AUFGABENSTELLUNG: Im Text über Leiblichkeit und Transzendenz verliert ein Mensch durch einen Unfall beide Beine, einen Arm und ein Ohrläppchen. Erklären Sie mit der Begründung des Textes, warum diese Person Prothesen trägt.

TEXT ZUR ANALYSE:

○ ○ ○ ○

Freitag, 2. Februar 2018
Leiblichkeit und Transzendenz
Wie siehst du eigentlich wirklich aus? Dein Körper ist ein Zufallsprodukt, das viel mit dem Genpool deiner Eltern zu tun hat, aber nichts mit dir. Wie siehst du also wirklich aus? Wenn du ein Nichts-als bist, nichts als dein Körper, nichts als all die Umstände, die dein Dasein und Sosein determinieren, dann hat diese Frage für dich keinen Sinn. Aber sie hat objektiv einen Sinn. Nehmen wir einen Menschen, der durch äußere Umstände einige Körperteile verloren hat, aber immer noch lebt, und folglich eine Person ist, die eine persönliche Ich-Perspektive auf sich selbst hat. Vor dem Unfall war diese Person ein Mensch, und sah wie ein Mensch aus, - wer ist diese Person aber nun, wo sie keine Beine mehr hat und wo ihr ein Arm und ein Ohrläppchen fehlt? Ein neuartiges einarmiges Wesen ohne Beine? Mitnichten. Sie trägt Prothesen, weil sie "eigentlich" so aussieht, wie sie vor ihrem Unfall aussah.
Wir alle hatten einen Unfall: den genetischen Unfall unserer Eltern, als sie uns zeugten. Der Zufall und die Gene bestimmten über unser Aussehen. Wir sehen so oder so aus nicht weil wir uns so entschieden haben, sondern weil dies durch äußere Umstände für (oder gegen) uns so entschieden wurde. Nun gibt es schöne und nicht so schöne Menschen. Entspricht das Aussehen immer dem Charakter? Nein, es ist vielmehr immer zufällig, und steht in keinem Zusammenhang mit der Persönlichkeit eines Menschen. Wir sind nicht dazu verdammt, uns mit unserem Aussehen zu identifizieren, vielmehr können wir davon abstrahieren. Dabei bekommen wir zweierlei: einserseits das Wunschaussehen, auf welches wir keinen gerechten Anspruch haben können, und andererseits das Aussehen, das unserem Charakter wirklich entspräche. Es ist leider abzusehen, dass die zukünftigen Biotechnologien die erste, willkürliche Möglichkeit realisieren werden, - die zweite, gerechte Option müssen wir wohl, wie alle berechtigten Hoffnungen, die nur berechtigt sind und sonst nichts, ins Jenseits verlagern.

○ ○ ○ ○

DATENSATZ:
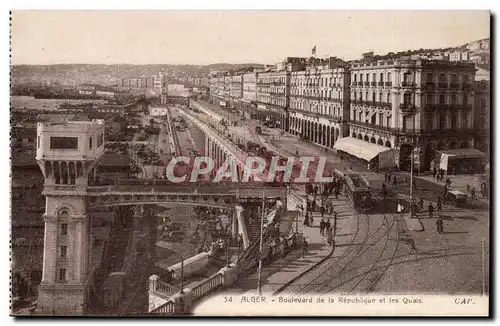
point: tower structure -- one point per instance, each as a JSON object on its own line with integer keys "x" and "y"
{"x": 67, "y": 154}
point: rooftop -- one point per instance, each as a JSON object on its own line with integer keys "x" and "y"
{"x": 114, "y": 160}
{"x": 22, "y": 132}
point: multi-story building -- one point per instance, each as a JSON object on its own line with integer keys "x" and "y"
{"x": 236, "y": 90}
{"x": 413, "y": 105}
{"x": 272, "y": 98}
{"x": 482, "y": 115}
{"x": 226, "y": 90}
{"x": 319, "y": 101}
{"x": 459, "y": 56}
{"x": 405, "y": 106}
{"x": 136, "y": 82}
{"x": 249, "y": 93}
{"x": 159, "y": 82}
{"x": 217, "y": 93}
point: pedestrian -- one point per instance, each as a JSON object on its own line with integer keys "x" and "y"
{"x": 331, "y": 242}
{"x": 322, "y": 227}
{"x": 328, "y": 226}
{"x": 400, "y": 208}
{"x": 439, "y": 224}
{"x": 430, "y": 209}
{"x": 440, "y": 204}
{"x": 305, "y": 247}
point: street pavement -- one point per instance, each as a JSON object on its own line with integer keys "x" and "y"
{"x": 376, "y": 252}
{"x": 279, "y": 273}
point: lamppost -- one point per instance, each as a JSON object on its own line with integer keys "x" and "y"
{"x": 259, "y": 285}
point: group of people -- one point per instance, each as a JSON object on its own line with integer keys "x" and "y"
{"x": 414, "y": 208}
{"x": 438, "y": 174}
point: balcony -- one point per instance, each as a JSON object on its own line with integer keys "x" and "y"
{"x": 407, "y": 108}
{"x": 397, "y": 131}
{"x": 408, "y": 85}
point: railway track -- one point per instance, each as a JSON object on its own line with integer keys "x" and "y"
{"x": 173, "y": 133}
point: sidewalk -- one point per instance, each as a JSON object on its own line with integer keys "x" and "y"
{"x": 283, "y": 271}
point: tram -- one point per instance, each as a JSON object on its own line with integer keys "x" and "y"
{"x": 358, "y": 190}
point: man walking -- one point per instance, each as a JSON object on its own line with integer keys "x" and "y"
{"x": 439, "y": 224}
{"x": 306, "y": 218}
{"x": 400, "y": 208}
{"x": 431, "y": 210}
{"x": 305, "y": 247}
{"x": 440, "y": 204}
{"x": 328, "y": 227}
{"x": 322, "y": 227}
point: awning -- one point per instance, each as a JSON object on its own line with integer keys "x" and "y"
{"x": 360, "y": 148}
{"x": 463, "y": 153}
{"x": 458, "y": 153}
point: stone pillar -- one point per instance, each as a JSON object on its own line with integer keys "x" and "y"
{"x": 153, "y": 280}
{"x": 68, "y": 295}
{"x": 234, "y": 224}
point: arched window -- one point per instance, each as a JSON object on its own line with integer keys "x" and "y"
{"x": 430, "y": 78}
{"x": 441, "y": 99}
{"x": 429, "y": 98}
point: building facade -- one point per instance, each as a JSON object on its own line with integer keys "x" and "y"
{"x": 413, "y": 106}
{"x": 407, "y": 105}
{"x": 236, "y": 91}
{"x": 273, "y": 97}
{"x": 319, "y": 103}
{"x": 482, "y": 115}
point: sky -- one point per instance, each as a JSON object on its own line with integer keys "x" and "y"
{"x": 205, "y": 37}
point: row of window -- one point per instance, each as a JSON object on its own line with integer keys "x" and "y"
{"x": 407, "y": 98}
{"x": 321, "y": 82}
{"x": 322, "y": 93}
{"x": 436, "y": 120}
{"x": 63, "y": 250}
{"x": 374, "y": 77}
{"x": 409, "y": 77}
{"x": 315, "y": 108}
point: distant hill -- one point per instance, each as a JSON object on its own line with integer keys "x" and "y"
{"x": 74, "y": 74}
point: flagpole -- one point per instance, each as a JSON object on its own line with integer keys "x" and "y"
{"x": 259, "y": 285}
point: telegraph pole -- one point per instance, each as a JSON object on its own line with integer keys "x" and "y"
{"x": 261, "y": 244}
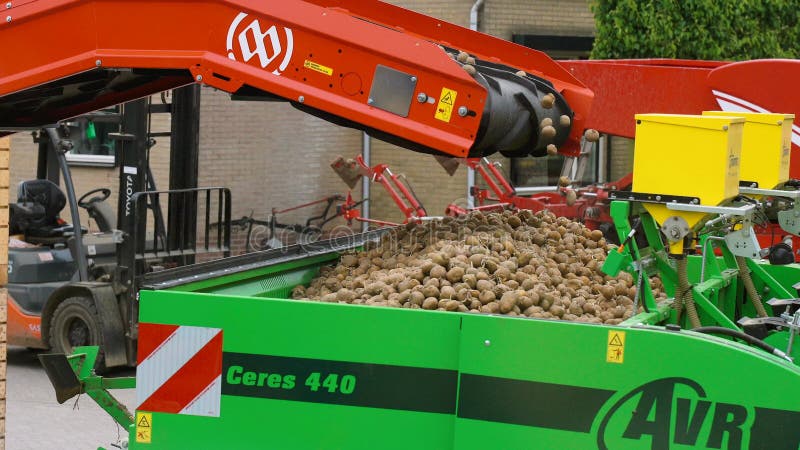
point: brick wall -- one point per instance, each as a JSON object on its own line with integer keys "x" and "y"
{"x": 273, "y": 156}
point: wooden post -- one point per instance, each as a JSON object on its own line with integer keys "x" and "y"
{"x": 5, "y": 147}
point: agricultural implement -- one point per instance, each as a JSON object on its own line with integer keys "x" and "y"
{"x": 660, "y": 379}
{"x": 225, "y": 360}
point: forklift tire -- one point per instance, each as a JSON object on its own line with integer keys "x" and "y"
{"x": 75, "y": 323}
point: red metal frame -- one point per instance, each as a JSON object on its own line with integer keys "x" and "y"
{"x": 591, "y": 205}
{"x": 318, "y": 53}
{"x": 400, "y": 193}
{"x": 624, "y": 88}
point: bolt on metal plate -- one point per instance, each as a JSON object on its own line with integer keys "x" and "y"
{"x": 392, "y": 90}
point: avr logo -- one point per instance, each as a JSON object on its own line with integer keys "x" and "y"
{"x": 673, "y": 412}
{"x": 273, "y": 46}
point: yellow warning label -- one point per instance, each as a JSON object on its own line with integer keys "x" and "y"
{"x": 318, "y": 67}
{"x": 447, "y": 101}
{"x": 144, "y": 427}
{"x": 616, "y": 347}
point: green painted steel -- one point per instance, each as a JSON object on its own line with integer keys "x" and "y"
{"x": 307, "y": 375}
{"x": 440, "y": 380}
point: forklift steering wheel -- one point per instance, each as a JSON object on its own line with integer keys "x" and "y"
{"x": 104, "y": 194}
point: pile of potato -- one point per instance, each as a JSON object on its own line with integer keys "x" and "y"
{"x": 514, "y": 263}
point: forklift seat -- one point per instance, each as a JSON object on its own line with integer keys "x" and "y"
{"x": 39, "y": 203}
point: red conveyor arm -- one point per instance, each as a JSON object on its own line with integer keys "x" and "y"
{"x": 624, "y": 88}
{"x": 354, "y": 62}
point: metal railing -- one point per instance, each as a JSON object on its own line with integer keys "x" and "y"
{"x": 214, "y": 207}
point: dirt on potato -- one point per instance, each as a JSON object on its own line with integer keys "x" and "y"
{"x": 512, "y": 263}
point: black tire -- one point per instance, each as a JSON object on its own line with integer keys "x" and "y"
{"x": 75, "y": 323}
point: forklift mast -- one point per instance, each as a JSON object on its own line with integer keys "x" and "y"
{"x": 406, "y": 78}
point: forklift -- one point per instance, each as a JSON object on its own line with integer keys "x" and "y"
{"x": 68, "y": 287}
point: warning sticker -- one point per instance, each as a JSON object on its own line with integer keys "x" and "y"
{"x": 318, "y": 67}
{"x": 616, "y": 347}
{"x": 447, "y": 101}
{"x": 144, "y": 427}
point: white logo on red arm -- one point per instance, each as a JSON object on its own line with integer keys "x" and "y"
{"x": 269, "y": 45}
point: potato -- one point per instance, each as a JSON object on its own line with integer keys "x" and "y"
{"x": 509, "y": 262}
{"x": 455, "y": 275}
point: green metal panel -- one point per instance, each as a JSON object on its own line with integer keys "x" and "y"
{"x": 437, "y": 380}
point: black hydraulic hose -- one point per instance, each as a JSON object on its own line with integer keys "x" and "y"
{"x": 749, "y": 287}
{"x": 743, "y": 336}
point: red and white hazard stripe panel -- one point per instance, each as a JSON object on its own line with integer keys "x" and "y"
{"x": 180, "y": 369}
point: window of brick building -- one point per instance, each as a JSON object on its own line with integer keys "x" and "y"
{"x": 90, "y": 137}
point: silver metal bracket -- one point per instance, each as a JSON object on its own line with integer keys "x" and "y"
{"x": 743, "y": 243}
{"x": 745, "y": 210}
{"x": 675, "y": 228}
{"x": 789, "y": 219}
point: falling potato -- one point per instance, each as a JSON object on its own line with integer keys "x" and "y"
{"x": 548, "y": 101}
{"x": 549, "y": 132}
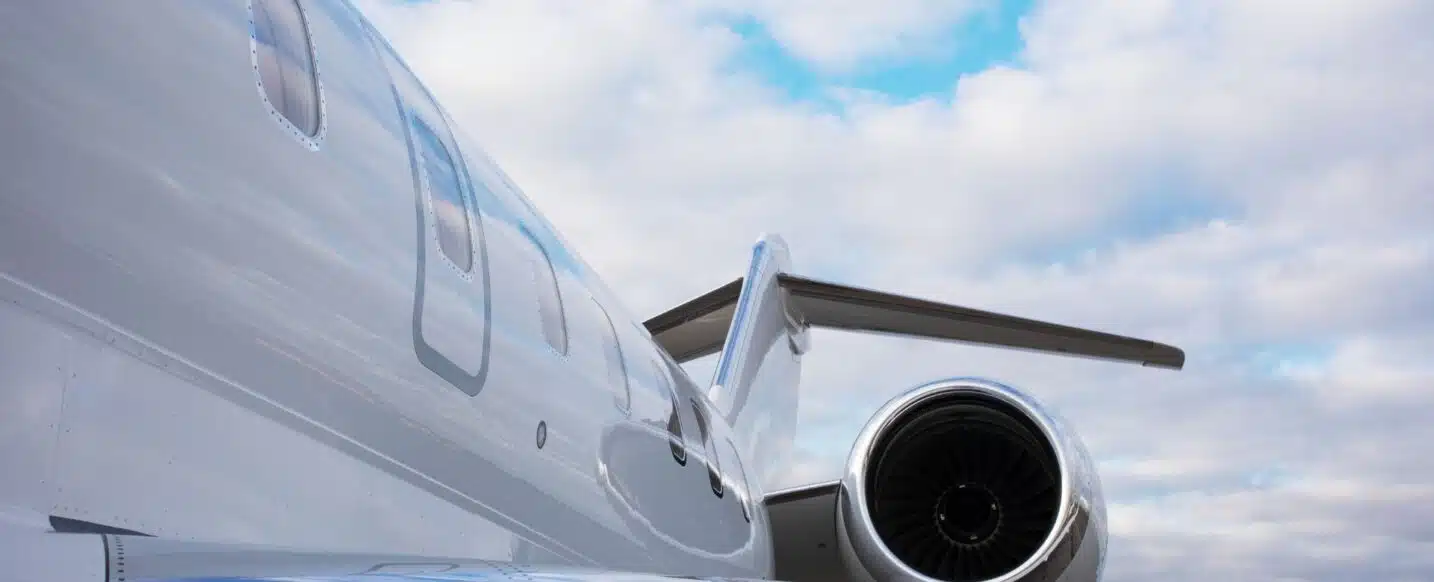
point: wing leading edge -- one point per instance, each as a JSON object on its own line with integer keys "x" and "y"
{"x": 699, "y": 327}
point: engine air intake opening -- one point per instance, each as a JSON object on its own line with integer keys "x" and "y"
{"x": 964, "y": 489}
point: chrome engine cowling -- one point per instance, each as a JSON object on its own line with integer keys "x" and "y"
{"x": 968, "y": 479}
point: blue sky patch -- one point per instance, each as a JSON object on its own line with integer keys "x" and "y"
{"x": 985, "y": 39}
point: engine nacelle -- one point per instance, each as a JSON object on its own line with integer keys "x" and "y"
{"x": 968, "y": 479}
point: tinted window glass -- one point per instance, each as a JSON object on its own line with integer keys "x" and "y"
{"x": 674, "y": 417}
{"x": 744, "y": 490}
{"x": 549, "y": 298}
{"x": 713, "y": 465}
{"x": 446, "y": 197}
{"x": 284, "y": 60}
{"x": 617, "y": 370}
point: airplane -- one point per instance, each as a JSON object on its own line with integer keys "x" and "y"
{"x": 266, "y": 311}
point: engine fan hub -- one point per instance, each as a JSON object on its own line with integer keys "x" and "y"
{"x": 968, "y": 513}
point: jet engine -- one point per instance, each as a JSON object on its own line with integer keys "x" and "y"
{"x": 970, "y": 480}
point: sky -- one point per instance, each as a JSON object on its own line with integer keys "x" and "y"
{"x": 1248, "y": 179}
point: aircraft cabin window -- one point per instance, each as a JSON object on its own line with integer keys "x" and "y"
{"x": 446, "y": 201}
{"x": 283, "y": 56}
{"x": 617, "y": 369}
{"x": 743, "y": 492}
{"x": 674, "y": 417}
{"x": 549, "y": 298}
{"x": 713, "y": 465}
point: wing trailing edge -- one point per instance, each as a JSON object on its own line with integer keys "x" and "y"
{"x": 699, "y": 327}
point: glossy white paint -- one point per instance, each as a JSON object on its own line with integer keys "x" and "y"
{"x": 214, "y": 331}
{"x": 364, "y": 344}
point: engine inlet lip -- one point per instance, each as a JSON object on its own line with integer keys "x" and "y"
{"x": 853, "y": 503}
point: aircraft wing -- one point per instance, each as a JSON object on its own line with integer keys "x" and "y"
{"x": 33, "y": 555}
{"x": 699, "y": 327}
{"x": 803, "y": 532}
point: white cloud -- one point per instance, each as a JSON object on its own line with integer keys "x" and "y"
{"x": 1299, "y": 132}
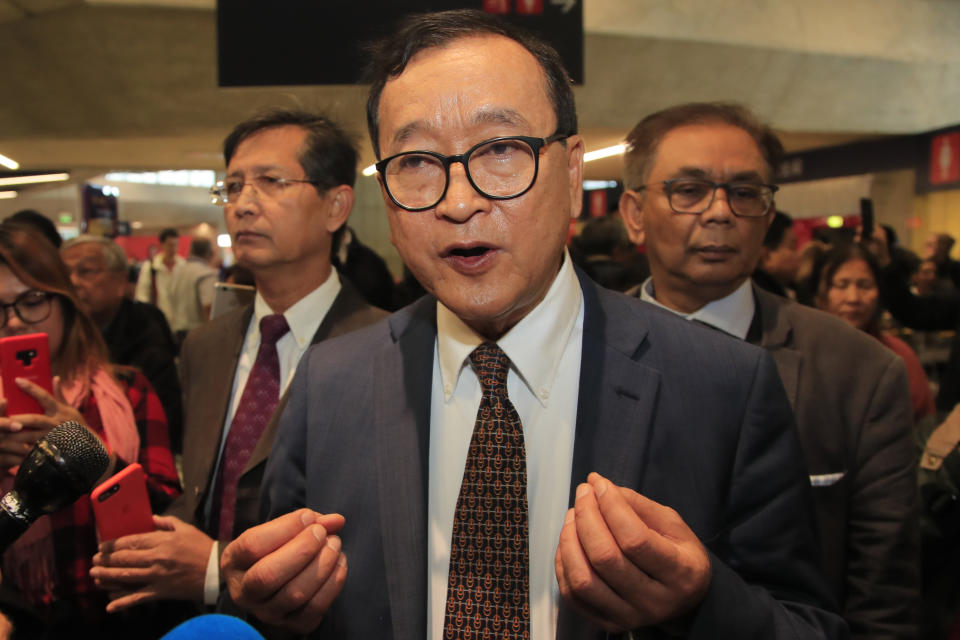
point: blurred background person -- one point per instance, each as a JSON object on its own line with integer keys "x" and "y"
{"x": 136, "y": 333}
{"x": 192, "y": 288}
{"x": 156, "y": 274}
{"x": 848, "y": 278}
{"x": 938, "y": 247}
{"x": 50, "y": 563}
{"x": 364, "y": 268}
{"x": 779, "y": 259}
{"x": 604, "y": 251}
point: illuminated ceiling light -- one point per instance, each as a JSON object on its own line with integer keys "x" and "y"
{"x": 34, "y": 179}
{"x": 9, "y": 163}
{"x": 606, "y": 152}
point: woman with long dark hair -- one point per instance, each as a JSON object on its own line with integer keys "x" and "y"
{"x": 848, "y": 288}
{"x": 50, "y": 563}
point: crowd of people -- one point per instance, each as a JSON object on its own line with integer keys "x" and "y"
{"x": 731, "y": 443}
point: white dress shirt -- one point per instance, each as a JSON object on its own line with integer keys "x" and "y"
{"x": 543, "y": 384}
{"x": 732, "y": 314}
{"x": 304, "y": 319}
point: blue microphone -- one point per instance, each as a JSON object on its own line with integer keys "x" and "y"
{"x": 214, "y": 626}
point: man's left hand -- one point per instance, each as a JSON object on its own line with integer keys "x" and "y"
{"x": 169, "y": 564}
{"x": 625, "y": 561}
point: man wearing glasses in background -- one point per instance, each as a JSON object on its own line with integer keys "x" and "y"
{"x": 288, "y": 190}
{"x": 699, "y": 196}
{"x": 438, "y": 452}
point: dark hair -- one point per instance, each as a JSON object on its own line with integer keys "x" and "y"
{"x": 37, "y": 264}
{"x": 416, "y": 33}
{"x": 830, "y": 262}
{"x": 778, "y": 228}
{"x": 38, "y": 222}
{"x": 328, "y": 156}
{"x": 643, "y": 140}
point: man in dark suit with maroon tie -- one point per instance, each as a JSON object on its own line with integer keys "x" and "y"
{"x": 287, "y": 191}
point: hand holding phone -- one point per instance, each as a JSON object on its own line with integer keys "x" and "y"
{"x": 121, "y": 504}
{"x": 28, "y": 357}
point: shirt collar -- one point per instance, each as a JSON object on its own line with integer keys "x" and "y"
{"x": 732, "y": 314}
{"x": 534, "y": 345}
{"x": 306, "y": 314}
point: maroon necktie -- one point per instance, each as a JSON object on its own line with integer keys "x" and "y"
{"x": 259, "y": 399}
{"x": 488, "y": 589}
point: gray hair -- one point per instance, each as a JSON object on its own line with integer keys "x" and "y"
{"x": 112, "y": 252}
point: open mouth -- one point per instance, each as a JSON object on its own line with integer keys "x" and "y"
{"x": 472, "y": 252}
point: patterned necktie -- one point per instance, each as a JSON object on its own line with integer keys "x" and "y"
{"x": 259, "y": 399}
{"x": 488, "y": 589}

○ ○ ○ ○

LÖSUNG: Die Person trägt Prothesen, weil sie „eigentlich“ so aussieht, wie sie vor ihrem Unfall aussah. Sie ist also kein neuartiges einarmiges Wesen ohne Beine.